[TASK REQUIREMENTS]:
1. Answer these questions from the filing excerpt:
(a) On what date did Tristar Acquisition I Corp. file the Original Form 8-K?
(b) In what jurisdiction is Helport Limited a business company?
(c) What date does the Business Combination Agreement bear?
2. Rewrite the filing excerpt from "Emerging growth company ☒" to "the Exchange Act.", substituting "filer" for "registrant".

[PASSAGE PROVIDED]:
────────────────

Emerging growth company ☒
If an emerging growth company, indicate by check mark if the registrant has elected not to use the extended transition period for complying with any new or revised financial accounting standards provided pursuant to Section 13(a) of the Exchange Act.
Explanatory Note
On August 2, 2024, Tristar Acquisition I Corp. filed a Current Report on Form 8-K (the “Original Form 8-K”) with the Securities and Exchange Commission. This amendment to Form 8-K amends and restates the Original Form 8-K to correct for certain transmission errors.
Introductory Note
On August 2, 2024, Tristar Acquisition I Corp., a Cayman Islands exempted company (“Tristar”) and Helport Limited, a British Virgin Islands business company (“Helport” or the “Company”) consummated (the “Closing”) their previously announced business combination (the “Business Combination”), pursuant to that certain Business Combination Agreement, dated as of November 12, 2023, as amended on December 18, 2023 (the “Business Combination Agreement”), by and among Tristar, Helport, Helport AI Limited, a British Virgin Islands business company (“Pubco”), Merger I Limited, a British Virgin Islands business company and a wholly-owned subsidiary of Pubco (the “First Merger Sub”), Merger II Limited, an exempted company incorporated with limited liability in the Cayman Islands and a wholly-owned subsidiary of Pubco (the “Second Merger Sub”). Upon the Closing, each of Tristar and Helport shall become direct, wholly-owned subsidiaries of Pubco.

────────────────

[GIVEN DATA]:
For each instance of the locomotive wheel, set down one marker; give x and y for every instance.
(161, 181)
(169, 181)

────────────────

[TASK-BY-TASK OUTPUTS]:
1.
(a) August 2, 2024
(b) The British Virgin Islands
(c) November 12, 2023

2.
Emerging growth company ☒
If an emerging growth company, indicate by check mark if the filer has elected not to use the extended transition period for complying with any new or revised financial accounting standards provided pursuant to Section 13(a) of the Exchange Act.